Reproduce all entries precisely as they are written.

_DATASET EXTRACT_:
· · · · · · ·
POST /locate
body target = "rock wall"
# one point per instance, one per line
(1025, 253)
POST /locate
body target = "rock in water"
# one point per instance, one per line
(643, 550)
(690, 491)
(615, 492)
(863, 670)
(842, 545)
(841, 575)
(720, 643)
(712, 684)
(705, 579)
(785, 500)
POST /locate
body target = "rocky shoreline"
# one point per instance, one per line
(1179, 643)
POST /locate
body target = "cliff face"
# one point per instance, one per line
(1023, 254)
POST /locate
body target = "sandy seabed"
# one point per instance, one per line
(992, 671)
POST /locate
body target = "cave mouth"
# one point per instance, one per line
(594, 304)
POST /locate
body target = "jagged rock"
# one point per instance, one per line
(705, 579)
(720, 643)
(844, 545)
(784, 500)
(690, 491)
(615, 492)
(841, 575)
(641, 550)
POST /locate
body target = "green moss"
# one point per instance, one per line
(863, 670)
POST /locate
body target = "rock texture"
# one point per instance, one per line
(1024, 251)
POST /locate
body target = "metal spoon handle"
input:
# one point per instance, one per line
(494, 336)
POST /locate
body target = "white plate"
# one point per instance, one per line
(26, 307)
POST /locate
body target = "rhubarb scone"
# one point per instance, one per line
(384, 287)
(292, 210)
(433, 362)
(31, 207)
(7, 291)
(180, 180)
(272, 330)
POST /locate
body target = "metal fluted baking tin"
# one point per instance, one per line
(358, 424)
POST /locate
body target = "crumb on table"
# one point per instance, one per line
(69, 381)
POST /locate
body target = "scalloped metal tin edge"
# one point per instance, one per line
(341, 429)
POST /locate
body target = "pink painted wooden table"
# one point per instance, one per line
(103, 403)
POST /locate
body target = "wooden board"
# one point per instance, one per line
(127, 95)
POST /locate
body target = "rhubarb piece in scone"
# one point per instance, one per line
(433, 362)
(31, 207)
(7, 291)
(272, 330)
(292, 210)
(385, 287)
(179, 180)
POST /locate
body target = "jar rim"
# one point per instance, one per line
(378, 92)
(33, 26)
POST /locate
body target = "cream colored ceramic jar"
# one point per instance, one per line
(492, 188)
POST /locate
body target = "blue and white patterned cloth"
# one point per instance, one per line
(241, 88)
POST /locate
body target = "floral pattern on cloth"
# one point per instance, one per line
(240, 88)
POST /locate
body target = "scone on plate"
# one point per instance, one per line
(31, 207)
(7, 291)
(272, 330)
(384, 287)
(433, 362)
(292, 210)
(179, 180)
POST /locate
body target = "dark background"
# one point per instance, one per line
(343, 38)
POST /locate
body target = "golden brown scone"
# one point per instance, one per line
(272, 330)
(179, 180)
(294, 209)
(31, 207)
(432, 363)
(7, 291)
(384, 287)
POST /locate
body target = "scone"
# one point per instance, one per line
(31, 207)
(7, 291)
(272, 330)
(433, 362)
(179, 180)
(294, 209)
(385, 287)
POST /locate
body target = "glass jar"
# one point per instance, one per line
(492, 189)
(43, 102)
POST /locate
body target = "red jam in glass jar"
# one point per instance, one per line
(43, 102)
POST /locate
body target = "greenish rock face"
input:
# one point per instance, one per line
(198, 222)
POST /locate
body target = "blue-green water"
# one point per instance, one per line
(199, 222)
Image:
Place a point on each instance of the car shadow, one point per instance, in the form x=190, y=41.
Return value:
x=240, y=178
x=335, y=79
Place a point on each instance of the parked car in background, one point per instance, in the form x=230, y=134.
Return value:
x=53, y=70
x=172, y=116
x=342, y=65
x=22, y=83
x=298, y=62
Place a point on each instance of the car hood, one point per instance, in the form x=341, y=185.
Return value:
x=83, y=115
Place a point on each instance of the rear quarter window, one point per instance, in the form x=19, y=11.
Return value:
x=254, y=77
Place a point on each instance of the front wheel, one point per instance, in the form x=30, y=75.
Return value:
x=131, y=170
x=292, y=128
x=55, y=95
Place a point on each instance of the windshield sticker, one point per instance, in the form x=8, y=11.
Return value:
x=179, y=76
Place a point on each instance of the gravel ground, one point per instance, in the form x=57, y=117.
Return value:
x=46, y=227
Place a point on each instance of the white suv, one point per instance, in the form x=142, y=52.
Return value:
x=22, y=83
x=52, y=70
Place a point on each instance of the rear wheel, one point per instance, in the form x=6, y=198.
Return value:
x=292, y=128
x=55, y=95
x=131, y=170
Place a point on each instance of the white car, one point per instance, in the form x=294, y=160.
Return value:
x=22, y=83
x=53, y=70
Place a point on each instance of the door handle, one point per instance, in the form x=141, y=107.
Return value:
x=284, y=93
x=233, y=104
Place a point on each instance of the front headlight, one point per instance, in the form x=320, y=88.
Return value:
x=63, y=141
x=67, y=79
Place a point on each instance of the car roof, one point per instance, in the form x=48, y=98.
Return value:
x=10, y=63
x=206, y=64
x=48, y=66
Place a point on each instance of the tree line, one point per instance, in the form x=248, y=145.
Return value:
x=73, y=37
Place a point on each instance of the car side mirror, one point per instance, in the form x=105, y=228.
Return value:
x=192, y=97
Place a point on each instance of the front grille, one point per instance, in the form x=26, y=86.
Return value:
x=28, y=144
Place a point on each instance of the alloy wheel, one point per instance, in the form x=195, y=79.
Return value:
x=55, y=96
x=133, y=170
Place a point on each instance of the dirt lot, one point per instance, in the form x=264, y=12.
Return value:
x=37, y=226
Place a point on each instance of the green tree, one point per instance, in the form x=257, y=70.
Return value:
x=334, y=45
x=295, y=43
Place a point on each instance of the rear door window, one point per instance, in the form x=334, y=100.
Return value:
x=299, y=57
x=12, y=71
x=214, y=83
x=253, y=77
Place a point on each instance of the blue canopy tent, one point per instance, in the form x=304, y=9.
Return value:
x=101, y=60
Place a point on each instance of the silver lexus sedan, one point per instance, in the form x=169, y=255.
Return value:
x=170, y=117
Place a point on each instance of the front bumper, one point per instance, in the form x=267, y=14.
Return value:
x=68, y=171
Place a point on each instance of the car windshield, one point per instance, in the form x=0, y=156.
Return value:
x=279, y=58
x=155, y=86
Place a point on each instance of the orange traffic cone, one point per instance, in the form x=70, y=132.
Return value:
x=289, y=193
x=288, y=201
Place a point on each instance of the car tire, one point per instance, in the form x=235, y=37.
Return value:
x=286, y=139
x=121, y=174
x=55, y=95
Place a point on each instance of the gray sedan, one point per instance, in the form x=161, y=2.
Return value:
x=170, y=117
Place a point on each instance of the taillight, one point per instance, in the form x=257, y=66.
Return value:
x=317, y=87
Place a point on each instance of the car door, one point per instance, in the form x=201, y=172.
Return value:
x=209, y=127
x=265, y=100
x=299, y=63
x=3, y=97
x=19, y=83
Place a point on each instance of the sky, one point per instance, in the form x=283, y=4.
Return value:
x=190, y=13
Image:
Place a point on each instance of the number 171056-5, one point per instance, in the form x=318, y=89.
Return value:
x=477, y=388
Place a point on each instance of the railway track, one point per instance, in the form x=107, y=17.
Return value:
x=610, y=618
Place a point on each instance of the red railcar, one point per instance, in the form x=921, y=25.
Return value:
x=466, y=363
· · · · · · ·
_FULL OUTPUT_:
POST /locate
body target = "rock wall"
# one point per instance, one per line
(1025, 253)
POST /locate
body target = "rock in water"
# one point per instance, one per line
(643, 550)
(690, 491)
(615, 492)
(863, 670)
(842, 545)
(841, 575)
(720, 643)
(712, 684)
(705, 579)
(785, 500)
POST /locate
body target = "rocky shoreline"
# one point per instance, one per line
(1179, 643)
POST /locate
body target = "cliff face"
# one point per instance, one per line
(1023, 254)
POST /locate
body target = "sandy seabed"
# one point per instance, one per line
(992, 671)
POST /locate
body target = "cave mouth"
# one point per instance, one per line
(594, 304)
POST /locate
body target = "jagged rock"
# one point per instance, one per line
(705, 579)
(720, 643)
(844, 545)
(784, 500)
(690, 491)
(615, 492)
(841, 575)
(641, 550)
POST /locate
body target = "green moss"
# one point per instance, one per line
(863, 670)
POST /locate
body target = "rock texture"
# one point per instance, one per line
(1024, 251)
POST /locate
body target = "metal spoon handle"
input:
# one point per instance, one per line
(494, 336)
POST /locate
body target = "white plate"
# one point per instance, one per line
(26, 307)
POST /locate
body target = "rhubarb scone"
# one point per instance, one per line
(384, 287)
(292, 210)
(433, 362)
(31, 207)
(7, 291)
(180, 180)
(272, 330)
POST /locate
body target = "metal fluted baking tin"
# one point per instance, one per line
(358, 424)
POST /locate
body target = "crumb on table"
# one point per instance, one per line
(69, 381)
POST /locate
body target = "scalloped metal tin edge"
# one point per instance, one per line
(341, 429)
POST /locate
body target = "pink painted wooden table"
# one point per instance, one per line
(103, 403)
POST /locate
body target = "wooden board"
# one point per instance, one per line
(127, 95)
POST /locate
body target = "rhubarb piece in scone"
# one point per instance, one per line
(433, 362)
(31, 207)
(7, 291)
(272, 330)
(292, 210)
(385, 287)
(179, 180)
POST /locate
body target = "jar rim"
# one point per instance, one per line
(378, 92)
(33, 26)
POST /locate
body target = "cream colored ceramic jar"
# one point per instance, one per line
(492, 188)
POST /locate
body target = "blue and white patterned cloth"
# one point per instance, one per line
(241, 88)
POST /locate
body target = "floral pattern on cloth"
# one point per instance, one per line
(240, 88)
POST /locate
body target = "scone on plate"
# one point per instance, one per line
(31, 207)
(7, 291)
(272, 330)
(384, 287)
(433, 362)
(292, 210)
(179, 180)
POST /locate
body target = "dark background"
# one point per instance, one per line
(343, 38)
POST /locate
body target = "golden brown scone"
# one point per instance, one per line
(272, 330)
(179, 180)
(294, 209)
(31, 207)
(432, 363)
(7, 291)
(384, 287)
POST /locate
body target = "scone"
# one point per instance, one per line
(31, 207)
(7, 291)
(272, 330)
(433, 362)
(179, 180)
(294, 209)
(385, 287)
POST /locate
body target = "glass jar"
# one point per instance, one per line
(492, 189)
(43, 102)
POST /locate
body target = "red jam in glass jar"
# one point per instance, one per line
(43, 102)
POST /locate
body target = "greenish rock face"
input:
# one point per instance, one per line
(198, 222)
POST /locate
body target = "blue-green water"
# one point per instance, one per line
(199, 222)
Image:
Place a point on each instance of the car shadow, one point per instance, in the form x=190, y=41.
Return value:
x=240, y=178
x=335, y=79
Place a point on each instance of the parked car in background, one point per instance, in the form x=230, y=134.
Return value:
x=53, y=70
x=172, y=116
x=342, y=65
x=22, y=83
x=298, y=62
Place a point on each instance of the car hood, one point per instance, in the form x=341, y=185.
Return value:
x=83, y=115
Place a point on each instance of the rear quarter window, one point per instance, in the form x=19, y=11.
Return value:
x=254, y=77
Place a point on each instance of the front wheel, one point per instance, in the form x=30, y=75.
Return value:
x=131, y=170
x=292, y=128
x=55, y=95
Place a point on each instance of the windshield sticker, one point per instance, in the form x=8, y=11.
Return value:
x=179, y=76
Place a point on each instance of the gravel ground, one point per instance, in the form x=57, y=117.
Return value:
x=46, y=227
Place a point on each instance of the white suv, one point per instance, in the form x=142, y=52.
Return value:
x=22, y=83
x=52, y=70
Place a point on each instance of the rear wheel, one point per instance, in the form x=6, y=198.
Return value:
x=292, y=128
x=55, y=95
x=131, y=170
Place a point on each instance of the white car, one point per instance, in the form x=294, y=160.
Return value:
x=22, y=83
x=53, y=70
Place a point on each instance of the door handle, one point per instance, in the form x=141, y=107.
Return value:
x=284, y=93
x=233, y=104
Place a point on each instance of the front headlight, one point per instance, in the form x=320, y=88.
Return value:
x=63, y=141
x=67, y=79
Place a point on each instance of the car roof, one point per instance, in the form x=48, y=98.
Return value:
x=10, y=63
x=206, y=64
x=48, y=66
Place a point on each instance of the tree line, one point per instance, in the form x=248, y=145.
Return value:
x=73, y=37
Place a point on each instance of the car side mirror, one point per instance, in the form x=105, y=228.
Return value:
x=192, y=97
Place a point on each instance of the front grille, one point per instance, in the form x=26, y=86.
Return value:
x=28, y=144
Place a point on each instance of the alloy wheel, one point per instance, in the form x=195, y=79.
Return value:
x=55, y=96
x=133, y=170
Place a point on each instance of the dirt lot, one point per instance, in the form x=264, y=12.
Return value:
x=37, y=226
Place a point on each instance of the green tree, one point per instance, in the form x=257, y=70.
Return value:
x=334, y=45
x=295, y=43
Place a point on each instance of the rear door window, one point per instance, in the form x=334, y=100.
Return value:
x=299, y=57
x=12, y=71
x=214, y=83
x=253, y=77
Place a point on each instance of the blue canopy tent, one point per instance, in the form x=304, y=9.
Return value:
x=101, y=60
Place a point on each instance of the silver lexus sedan, one point per instance, in the form x=169, y=255.
Return value:
x=170, y=117
Place a point on each instance of the front bumper, one point per instance, in the form x=267, y=14.
Return value:
x=68, y=171
Place a point on each instance of the car windshield, one point per instance, in the form x=0, y=156.
Return value:
x=279, y=58
x=155, y=86
Place a point on each instance of the orange traffic cone, one point per instance, in the form x=70, y=132.
Return value:
x=289, y=193
x=288, y=201
Place a point on each instance of the car tire, one point per instance, in the form x=235, y=37.
Return value:
x=286, y=139
x=121, y=174
x=55, y=95
Place a point on each instance of the gray sedan, one point per instance, in the form x=161, y=2.
Return value:
x=170, y=117
Place a point on each instance of the taillight, one point per instance, in the form x=257, y=66.
Return value:
x=317, y=87
Place a point on each instance of the car door, one point per instance, in the form x=201, y=172.
Return value:
x=209, y=127
x=265, y=100
x=299, y=63
x=3, y=97
x=19, y=83
Place a point on each instance of the sky, one point per instance, in the form x=283, y=4.
Return value:
x=190, y=13
Image:
Place a point on each instance of the number 171056-5, one point per instance, in the form x=318, y=89.
Return value:
x=477, y=388
Place a point on each instance of the railway track, one point per instance, in the form x=107, y=17.
Return value:
x=610, y=618
Place a point on each instance of the red railcar, one point per instance, in the form x=921, y=25.
Return value:
x=466, y=363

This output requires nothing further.